Reproduce the records below word for word, leaving out the pictures.

**Records from a data collection:**
+ + + + + + +

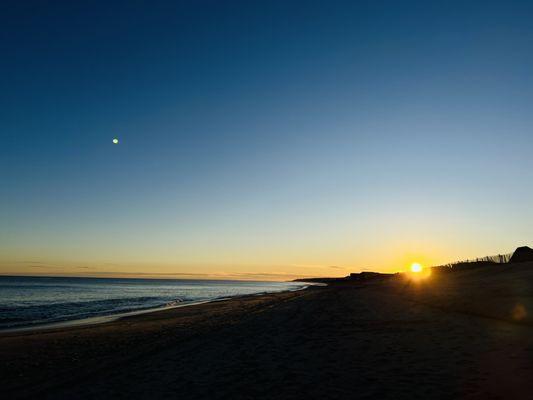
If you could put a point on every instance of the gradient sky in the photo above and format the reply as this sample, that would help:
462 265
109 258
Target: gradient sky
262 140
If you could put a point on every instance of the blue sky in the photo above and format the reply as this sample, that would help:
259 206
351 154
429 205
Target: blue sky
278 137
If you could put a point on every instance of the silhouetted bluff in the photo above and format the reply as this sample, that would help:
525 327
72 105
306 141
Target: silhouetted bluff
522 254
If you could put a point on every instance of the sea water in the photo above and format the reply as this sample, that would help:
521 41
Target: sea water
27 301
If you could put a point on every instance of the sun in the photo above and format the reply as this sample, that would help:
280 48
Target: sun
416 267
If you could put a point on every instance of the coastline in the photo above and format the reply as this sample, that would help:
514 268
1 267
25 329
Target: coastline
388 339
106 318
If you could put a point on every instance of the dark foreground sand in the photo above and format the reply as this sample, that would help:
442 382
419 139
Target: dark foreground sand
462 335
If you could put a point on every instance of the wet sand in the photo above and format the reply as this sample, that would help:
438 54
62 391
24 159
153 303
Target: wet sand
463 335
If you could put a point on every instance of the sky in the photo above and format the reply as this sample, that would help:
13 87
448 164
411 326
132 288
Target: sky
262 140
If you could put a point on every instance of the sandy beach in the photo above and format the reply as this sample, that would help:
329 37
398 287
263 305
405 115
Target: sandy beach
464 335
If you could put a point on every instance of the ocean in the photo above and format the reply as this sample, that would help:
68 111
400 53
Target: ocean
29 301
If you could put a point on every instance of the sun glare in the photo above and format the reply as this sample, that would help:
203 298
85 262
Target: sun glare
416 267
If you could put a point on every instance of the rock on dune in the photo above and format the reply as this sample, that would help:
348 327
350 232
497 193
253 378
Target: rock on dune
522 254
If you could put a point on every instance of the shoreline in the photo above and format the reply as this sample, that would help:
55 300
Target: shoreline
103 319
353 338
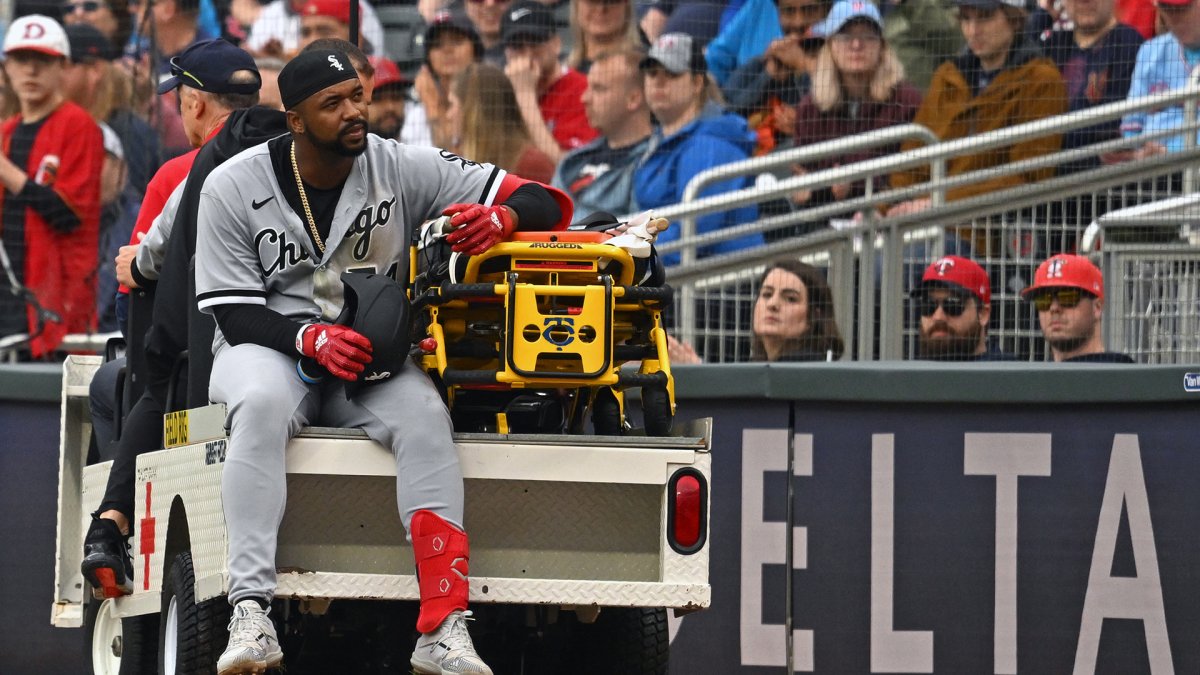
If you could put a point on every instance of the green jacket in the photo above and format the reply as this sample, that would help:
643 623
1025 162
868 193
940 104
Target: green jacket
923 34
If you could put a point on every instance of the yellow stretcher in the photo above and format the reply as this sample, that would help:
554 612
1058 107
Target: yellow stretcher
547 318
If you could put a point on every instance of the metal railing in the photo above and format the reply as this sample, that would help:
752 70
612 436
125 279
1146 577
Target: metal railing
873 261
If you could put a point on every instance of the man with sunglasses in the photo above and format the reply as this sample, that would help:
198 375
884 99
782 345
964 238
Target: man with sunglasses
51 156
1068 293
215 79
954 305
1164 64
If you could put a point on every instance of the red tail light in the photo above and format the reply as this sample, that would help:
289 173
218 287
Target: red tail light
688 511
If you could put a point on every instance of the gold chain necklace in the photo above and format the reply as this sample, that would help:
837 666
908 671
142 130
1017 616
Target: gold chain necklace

+ + + + + + +

**OUTPUT FOR THIS EXERCISE:**
If you could put a point on every instance of the gradient sky in the photo above and format the reply as this sample, that would help:
462 265
109 258
Target: gradient sky
262 140
If you could put a point on every instance of the blue sky in the photo above and format the reply as this sample, that would help:
259 206
351 154
429 205
Target: blue sky
278 137
If you could put a point on every instance of the silhouetted bluff in the photo above and format the reply as this sample, that would help:
525 327
72 105
306 141
Target: silhouetted bluff
522 254
If you could put a point on every instance of the sea water in the photo above and format the reply as this sample, that would help:
521 41
Target: sea water
27 301
If you could put a point on every instance of the sun in the photo above and format the reply as this sample, that would help:
280 48
Target: sun
416 267
If you could put a point on every instance of the coastline in the photo above and format the reply as this sample, that would help:
514 268
1 267
25 329
Target: coastline
388 339
106 318
If you could put a point on every instance of the dark foreground sand in the photo above and format the reply as this sample, that would help:
442 382
419 139
Target: dark foreground sand
462 335
If you could put a point on every instance of the wet sand in the photo above and format the reply as this sample, that would help:
438 54
62 391
24 159
153 303
Target: wet sand
463 335
If you could put a point on every instance of the sky in the photo above and format the reply as this sample, that would help:
13 87
448 164
411 326
132 288
Target: sky
262 140
If you could put a point on every instance of the sandy beach in the photo above and format the reply as this sample, that would help:
329 37
398 287
263 305
405 115
Target: sandy beach
464 335
If you could put a point on every instance of the ocean in the photo above and format the reply as this sample, that would help:
68 111
400 53
Target: ocean
29 301
If you could put a point on every instance of the sun glare in the photo above and format the reply as this sample, that would help:
203 298
85 262
Target: sun glare
416 267
If you could put a point on every instance of the rock on dune in the photo above and format the reply as this sample, that would help:
348 327
350 232
497 193
253 378
Target: rock on dune
522 254
If you could put a point on every instance of the shoreline in the photo above and format the reply as this sample, that would help:
55 300
Target: shoreline
103 319
353 338
If you could put a point on every instance of the green jacket in the photo above and format the reply as this sample, that would help:
643 623
1025 162
868 193
940 104
Target: green jacket
923 34
If you could put a point on every instance of the yellow stretcher in the photo above and format the reply as this sample, that would help:
554 612
1058 107
Target: yellow stretcher
547 318
If you could put a point on every instance of the metal railing in the photo above and format the reply as this sample, that would help:
752 70
612 436
125 279
1146 577
Target: metal railing
873 261
If you could put a point on every instance of the man with sunglasses in the photo above and format the reply as this sample, that would help:
198 375
884 99
782 345
964 238
Target: man with sunglasses
51 156
1068 293
215 79
954 305
1164 64
If you could put a point on every instance of the red tail light in the photo above and format the reply as this sample, that would help:
289 173
218 287
Target: red tail light
688 511
If you could put a point on every instance of the gold chain necklace in the photo above and format the reply as this sample, that would help:
837 666
908 671
142 130
1017 616
Target: gold chain necklace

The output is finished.